Then, if and when the Huawei chips are produced in sufficient quantity and quality, a process that would proceed apace regardless, it would be a seamless transfer, that PRC would insist upon, to then gradually transition to serving this via their own chips.

Again, if anything, importing massive supplies of Nvidia compute would open up the opportunity for far earlier exports of Huawei chips to other nations, if China wanted to pursue that strategy for real, and allows them to offer better products across the board. This is beyond foolish.

Is a major driver of potentially selling these chips that they would be exports to China, and assist with balance of trade?

I don’t know if this is a major driving factor, especially since the chips would be coming from Taiwan and not from America, but if it is then I would note that China will use these chips to avoid importing compute in other ways, and use them to develop and export services. Chips are inputs to other products, not final goods. Selling these chips will not improve our balance of trade on net over the medium term.

Is it possible that China would not see it this way, and would turn down even these almost state of the art chips? I find this highly unlikely.

One reason to find it unlikely is to look at Nvidia’s stock over the last day of trading. They are a $5 trillion company, whose stock is up by 9% and whose products sell out, on the chance they’ll be allowed to sell chips to China. The market believes the Chinese would buy big over an extended period.

But let’s suppose, in theory, that the Chinese care so much about self-sufficiency and resilience or perhaps pride, or perhaps are taking sufficient queues from our willingness to sell it, that they would turn down the B30As.

In that case, they also don’t care about you offering it to them. It doesn’t get you anything in the negotiation and won’t help you get to a yes. Trump understands this. Never give up anything the other guy doesn’t care about. Even if you don’t face a backlash and you somehow fully ‘get away with it,’ what was the point?

This never ends positively for America. Take the chips off the table.

Does Nvidia need this? Nvidia absolutely does not need this. They’re selling out their chips either way and business is going gangbusters across the board.

» **The data**:
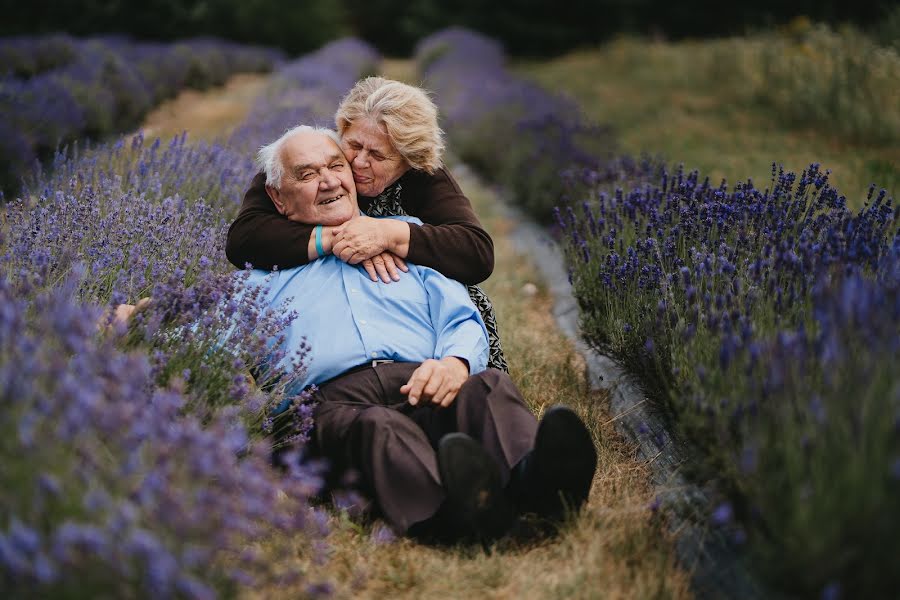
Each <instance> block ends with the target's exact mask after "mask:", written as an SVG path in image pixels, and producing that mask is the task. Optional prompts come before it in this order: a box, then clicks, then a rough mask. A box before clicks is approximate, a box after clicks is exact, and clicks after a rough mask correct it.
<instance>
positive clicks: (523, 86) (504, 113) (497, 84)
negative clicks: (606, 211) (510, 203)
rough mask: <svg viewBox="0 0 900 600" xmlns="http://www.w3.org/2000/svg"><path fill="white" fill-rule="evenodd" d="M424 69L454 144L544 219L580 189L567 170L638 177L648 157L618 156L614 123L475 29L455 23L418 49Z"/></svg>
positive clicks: (434, 34)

» **Problem requirements**:
Answer these questions about the text on selling Nvidia chips to China:
1. Where does the text say the chips would be coming from?
2. By what percentage was Nvidia's stock up over the last day of trading?
3. What chips does the text suppose the Chinese might turn down?
The items play no part in what comes next.

» **Written response**:
1. Taiwan
2. 9%
3. The B30As